WHAT IS ASKED: Recast the lines of the listing below, starting with the line that contains "Spot the black camera" and going on through the line that contains "[[410, 193]]", as a numbered list that includes only those lines and leaves out any blank lines.

DATASET ROWS:
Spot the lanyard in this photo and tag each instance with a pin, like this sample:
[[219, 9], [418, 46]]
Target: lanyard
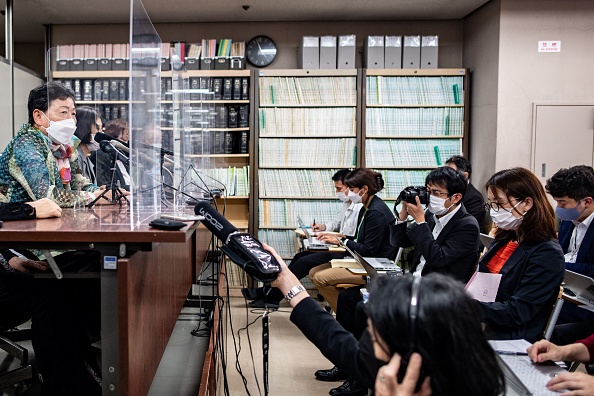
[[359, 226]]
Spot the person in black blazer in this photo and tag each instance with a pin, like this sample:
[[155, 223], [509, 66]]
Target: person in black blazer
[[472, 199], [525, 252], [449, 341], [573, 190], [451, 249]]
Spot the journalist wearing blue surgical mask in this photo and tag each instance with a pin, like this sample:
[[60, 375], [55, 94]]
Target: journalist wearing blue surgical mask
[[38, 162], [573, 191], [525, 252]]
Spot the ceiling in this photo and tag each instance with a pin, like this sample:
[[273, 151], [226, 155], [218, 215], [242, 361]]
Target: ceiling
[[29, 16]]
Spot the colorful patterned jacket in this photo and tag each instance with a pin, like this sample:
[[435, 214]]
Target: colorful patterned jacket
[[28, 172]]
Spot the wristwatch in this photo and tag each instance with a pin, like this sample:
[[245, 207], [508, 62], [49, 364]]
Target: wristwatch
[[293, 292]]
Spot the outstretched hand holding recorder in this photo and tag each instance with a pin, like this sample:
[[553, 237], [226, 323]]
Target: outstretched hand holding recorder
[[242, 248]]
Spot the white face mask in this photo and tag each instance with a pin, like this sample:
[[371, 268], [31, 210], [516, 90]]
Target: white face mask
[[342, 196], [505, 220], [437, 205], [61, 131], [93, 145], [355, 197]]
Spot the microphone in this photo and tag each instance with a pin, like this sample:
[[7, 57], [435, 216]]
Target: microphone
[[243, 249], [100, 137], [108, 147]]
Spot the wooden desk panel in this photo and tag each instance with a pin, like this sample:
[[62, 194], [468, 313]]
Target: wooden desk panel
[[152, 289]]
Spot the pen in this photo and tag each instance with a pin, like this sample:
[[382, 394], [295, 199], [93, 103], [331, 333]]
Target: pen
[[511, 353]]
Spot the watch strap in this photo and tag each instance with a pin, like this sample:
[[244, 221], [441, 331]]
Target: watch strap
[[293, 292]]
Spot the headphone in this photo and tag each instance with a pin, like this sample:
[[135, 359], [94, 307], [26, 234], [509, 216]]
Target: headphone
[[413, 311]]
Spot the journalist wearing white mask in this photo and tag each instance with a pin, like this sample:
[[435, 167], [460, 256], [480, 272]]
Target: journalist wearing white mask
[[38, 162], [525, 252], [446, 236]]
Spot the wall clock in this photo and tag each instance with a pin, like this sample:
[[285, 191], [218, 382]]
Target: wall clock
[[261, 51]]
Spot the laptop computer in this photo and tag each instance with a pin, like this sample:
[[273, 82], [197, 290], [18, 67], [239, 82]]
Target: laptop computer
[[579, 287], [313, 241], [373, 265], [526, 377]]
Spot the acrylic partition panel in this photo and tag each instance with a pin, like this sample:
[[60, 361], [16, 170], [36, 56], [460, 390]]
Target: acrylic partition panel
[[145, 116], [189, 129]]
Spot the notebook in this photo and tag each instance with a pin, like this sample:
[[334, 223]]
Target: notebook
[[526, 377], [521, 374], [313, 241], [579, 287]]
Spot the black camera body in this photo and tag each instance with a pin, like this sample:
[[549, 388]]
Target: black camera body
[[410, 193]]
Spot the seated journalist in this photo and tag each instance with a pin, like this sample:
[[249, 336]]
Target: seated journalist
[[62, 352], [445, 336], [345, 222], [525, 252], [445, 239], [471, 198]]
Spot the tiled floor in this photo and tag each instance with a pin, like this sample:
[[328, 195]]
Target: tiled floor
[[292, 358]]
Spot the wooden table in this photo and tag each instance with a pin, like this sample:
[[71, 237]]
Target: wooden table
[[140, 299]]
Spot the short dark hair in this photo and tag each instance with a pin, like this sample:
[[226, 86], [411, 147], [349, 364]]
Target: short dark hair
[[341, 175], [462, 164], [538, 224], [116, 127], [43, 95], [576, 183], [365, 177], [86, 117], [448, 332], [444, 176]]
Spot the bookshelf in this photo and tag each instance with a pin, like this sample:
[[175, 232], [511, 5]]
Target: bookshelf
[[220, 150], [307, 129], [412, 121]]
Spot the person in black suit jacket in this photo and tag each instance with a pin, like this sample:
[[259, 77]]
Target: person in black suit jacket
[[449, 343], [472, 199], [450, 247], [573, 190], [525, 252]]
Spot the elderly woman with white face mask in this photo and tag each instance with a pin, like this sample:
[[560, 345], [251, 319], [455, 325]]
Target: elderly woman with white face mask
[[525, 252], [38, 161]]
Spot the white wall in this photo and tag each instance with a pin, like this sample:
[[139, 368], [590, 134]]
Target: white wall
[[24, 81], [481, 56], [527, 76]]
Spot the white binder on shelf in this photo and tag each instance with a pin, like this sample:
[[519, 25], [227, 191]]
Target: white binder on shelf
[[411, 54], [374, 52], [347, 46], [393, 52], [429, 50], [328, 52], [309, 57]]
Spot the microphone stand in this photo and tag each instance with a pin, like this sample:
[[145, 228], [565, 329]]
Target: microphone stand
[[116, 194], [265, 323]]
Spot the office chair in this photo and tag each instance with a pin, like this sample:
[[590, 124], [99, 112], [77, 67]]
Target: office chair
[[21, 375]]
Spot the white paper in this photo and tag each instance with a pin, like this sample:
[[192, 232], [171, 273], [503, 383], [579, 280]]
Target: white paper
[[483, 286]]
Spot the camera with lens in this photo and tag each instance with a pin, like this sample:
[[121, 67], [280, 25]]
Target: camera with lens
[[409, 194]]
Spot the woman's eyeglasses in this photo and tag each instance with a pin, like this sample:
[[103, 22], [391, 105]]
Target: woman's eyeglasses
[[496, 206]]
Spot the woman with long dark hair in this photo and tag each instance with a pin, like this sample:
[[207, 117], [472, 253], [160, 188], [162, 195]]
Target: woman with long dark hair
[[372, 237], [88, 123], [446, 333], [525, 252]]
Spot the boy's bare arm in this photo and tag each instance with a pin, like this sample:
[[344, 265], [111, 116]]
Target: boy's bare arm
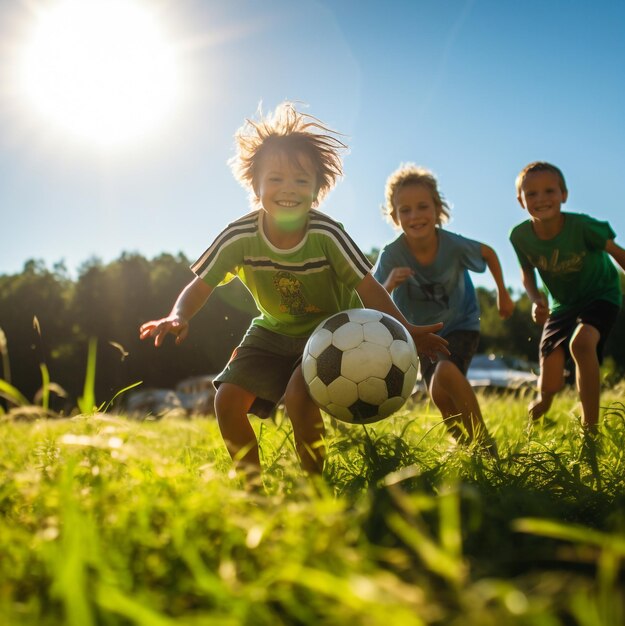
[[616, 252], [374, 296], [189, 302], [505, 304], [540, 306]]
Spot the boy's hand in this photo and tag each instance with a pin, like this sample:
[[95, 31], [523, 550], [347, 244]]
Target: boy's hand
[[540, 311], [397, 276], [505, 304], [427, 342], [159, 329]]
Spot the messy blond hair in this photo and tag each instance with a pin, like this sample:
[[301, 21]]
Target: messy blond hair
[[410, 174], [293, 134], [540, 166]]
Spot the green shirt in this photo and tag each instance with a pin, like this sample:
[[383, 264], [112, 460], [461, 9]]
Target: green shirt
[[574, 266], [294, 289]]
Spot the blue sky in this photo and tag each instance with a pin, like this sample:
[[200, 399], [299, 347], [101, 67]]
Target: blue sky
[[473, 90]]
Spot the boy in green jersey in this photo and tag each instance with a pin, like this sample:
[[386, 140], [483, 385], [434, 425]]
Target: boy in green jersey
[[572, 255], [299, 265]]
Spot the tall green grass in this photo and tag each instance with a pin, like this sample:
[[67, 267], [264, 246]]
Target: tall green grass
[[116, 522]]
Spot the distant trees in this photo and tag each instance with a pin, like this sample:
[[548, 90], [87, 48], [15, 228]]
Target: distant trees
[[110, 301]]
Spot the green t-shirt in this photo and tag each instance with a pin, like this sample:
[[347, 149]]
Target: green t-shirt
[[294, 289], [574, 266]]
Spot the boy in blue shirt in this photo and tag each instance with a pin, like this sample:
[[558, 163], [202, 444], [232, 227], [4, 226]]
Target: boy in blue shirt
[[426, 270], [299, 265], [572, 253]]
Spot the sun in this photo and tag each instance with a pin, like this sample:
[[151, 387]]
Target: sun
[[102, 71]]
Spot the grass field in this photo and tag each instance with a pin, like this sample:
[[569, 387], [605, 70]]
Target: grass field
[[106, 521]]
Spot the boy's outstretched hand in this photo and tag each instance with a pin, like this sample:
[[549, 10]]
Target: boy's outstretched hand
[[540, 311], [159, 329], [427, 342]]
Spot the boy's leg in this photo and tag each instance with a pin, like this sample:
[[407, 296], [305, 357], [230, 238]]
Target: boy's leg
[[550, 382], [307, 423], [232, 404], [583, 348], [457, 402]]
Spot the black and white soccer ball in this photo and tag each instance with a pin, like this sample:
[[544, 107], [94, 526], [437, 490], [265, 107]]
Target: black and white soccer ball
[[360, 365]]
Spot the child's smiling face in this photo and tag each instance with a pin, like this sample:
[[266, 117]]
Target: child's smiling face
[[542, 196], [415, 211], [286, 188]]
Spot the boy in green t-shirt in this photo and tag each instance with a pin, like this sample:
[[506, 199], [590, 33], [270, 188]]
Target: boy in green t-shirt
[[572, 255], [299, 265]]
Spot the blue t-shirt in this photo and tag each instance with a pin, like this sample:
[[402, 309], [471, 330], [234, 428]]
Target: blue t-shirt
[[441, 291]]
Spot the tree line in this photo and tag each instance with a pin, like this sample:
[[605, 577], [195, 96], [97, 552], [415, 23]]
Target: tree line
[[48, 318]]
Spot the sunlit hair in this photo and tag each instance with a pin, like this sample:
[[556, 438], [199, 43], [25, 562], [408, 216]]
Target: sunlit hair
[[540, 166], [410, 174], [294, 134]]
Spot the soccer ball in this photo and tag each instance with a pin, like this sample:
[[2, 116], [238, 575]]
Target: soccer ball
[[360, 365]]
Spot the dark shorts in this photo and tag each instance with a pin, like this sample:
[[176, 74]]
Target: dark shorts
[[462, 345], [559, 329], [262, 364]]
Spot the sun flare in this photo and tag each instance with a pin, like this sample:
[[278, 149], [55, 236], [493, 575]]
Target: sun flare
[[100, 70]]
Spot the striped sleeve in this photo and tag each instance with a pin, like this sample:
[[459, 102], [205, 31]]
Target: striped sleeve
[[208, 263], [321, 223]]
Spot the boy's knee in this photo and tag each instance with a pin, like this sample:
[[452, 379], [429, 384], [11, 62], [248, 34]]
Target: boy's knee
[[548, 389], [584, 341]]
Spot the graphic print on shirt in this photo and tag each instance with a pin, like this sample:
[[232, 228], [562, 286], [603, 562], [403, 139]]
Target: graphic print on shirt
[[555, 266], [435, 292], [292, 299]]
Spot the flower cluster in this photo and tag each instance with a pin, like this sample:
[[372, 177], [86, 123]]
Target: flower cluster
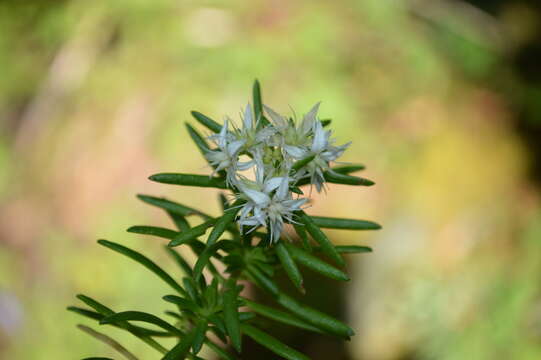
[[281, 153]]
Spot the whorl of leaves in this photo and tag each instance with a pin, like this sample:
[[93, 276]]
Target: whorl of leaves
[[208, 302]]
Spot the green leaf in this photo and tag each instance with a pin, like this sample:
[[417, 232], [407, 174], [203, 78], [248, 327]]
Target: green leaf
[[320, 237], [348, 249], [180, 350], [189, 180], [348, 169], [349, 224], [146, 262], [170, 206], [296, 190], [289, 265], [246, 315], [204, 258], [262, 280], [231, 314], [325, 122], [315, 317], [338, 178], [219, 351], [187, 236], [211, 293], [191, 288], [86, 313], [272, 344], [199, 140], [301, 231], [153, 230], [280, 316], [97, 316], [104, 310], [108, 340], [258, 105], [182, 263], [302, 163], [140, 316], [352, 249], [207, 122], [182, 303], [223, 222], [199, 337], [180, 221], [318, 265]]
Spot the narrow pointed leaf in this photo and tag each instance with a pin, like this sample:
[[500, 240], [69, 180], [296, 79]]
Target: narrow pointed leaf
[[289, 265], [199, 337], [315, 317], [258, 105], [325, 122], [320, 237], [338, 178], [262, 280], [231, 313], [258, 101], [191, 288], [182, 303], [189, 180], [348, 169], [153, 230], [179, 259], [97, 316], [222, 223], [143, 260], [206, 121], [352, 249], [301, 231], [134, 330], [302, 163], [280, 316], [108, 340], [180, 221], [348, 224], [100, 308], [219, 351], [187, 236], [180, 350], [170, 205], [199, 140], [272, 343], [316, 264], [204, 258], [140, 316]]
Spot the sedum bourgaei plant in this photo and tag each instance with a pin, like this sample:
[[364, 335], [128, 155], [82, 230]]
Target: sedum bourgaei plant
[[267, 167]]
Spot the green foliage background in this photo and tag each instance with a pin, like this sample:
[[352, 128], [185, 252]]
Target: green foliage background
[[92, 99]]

SOLUTION TO THIS TASK:
1. Spot the black camera body in this photo and tag each instance with a pin, like this sample:
2. [[549, 388]]
3. Target: black camera body
4. [[410, 193]]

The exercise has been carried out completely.